_What to work on_
Can you put the data below into a JSON list of strings, with one string per line and no blank lines?

_Information provided_
--------

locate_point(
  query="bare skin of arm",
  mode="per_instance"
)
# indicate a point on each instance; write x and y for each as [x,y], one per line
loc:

--------

_Problem solution_
[
  "locate_point(",
  "  query=\"bare skin of arm\",",
  "  mode=\"per_instance\"",
  ")",
  "# indicate a point on each instance; write x and y for each as [x,y], one per line",
  "loc:"
]